Activity: The entries below must be transcribed exactly. Leave nothing out.

Dataset entries:
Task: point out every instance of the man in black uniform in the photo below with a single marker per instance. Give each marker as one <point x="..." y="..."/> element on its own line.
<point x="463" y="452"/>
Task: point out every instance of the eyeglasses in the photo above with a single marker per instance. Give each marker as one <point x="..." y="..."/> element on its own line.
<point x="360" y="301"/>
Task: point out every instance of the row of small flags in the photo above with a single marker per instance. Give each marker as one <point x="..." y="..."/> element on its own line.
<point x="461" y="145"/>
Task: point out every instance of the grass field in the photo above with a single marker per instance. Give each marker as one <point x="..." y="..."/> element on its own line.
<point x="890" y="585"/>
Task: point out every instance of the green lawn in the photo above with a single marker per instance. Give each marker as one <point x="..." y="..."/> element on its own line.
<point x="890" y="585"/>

Answer to this problem:
Task: point out every instance of the man in black uniform in the photo below with a single marker per instance. Give each marker as one <point x="..." y="..."/> element on its own line.
<point x="463" y="452"/>
Task: point out every instance of the eyeglasses in the photo above with a single marker per instance. Give each marker as one <point x="..." y="..."/> element on its own line.
<point x="360" y="301"/>
Task: point out every instance of the row of small flags in the photo above with a single marker per instance. Give each marker as one <point x="..." y="..."/> element on its own line.
<point x="461" y="145"/>
Task: point out every instance of the grass field in the photo above with a single marker per instance. Give each marker as one <point x="..." y="..."/> element on its own line.
<point x="890" y="585"/>
Task: point out every instance of the green lawn in the photo above with a single marker per instance. Give each marker as one <point x="..." y="..."/> element on its own line.
<point x="890" y="585"/>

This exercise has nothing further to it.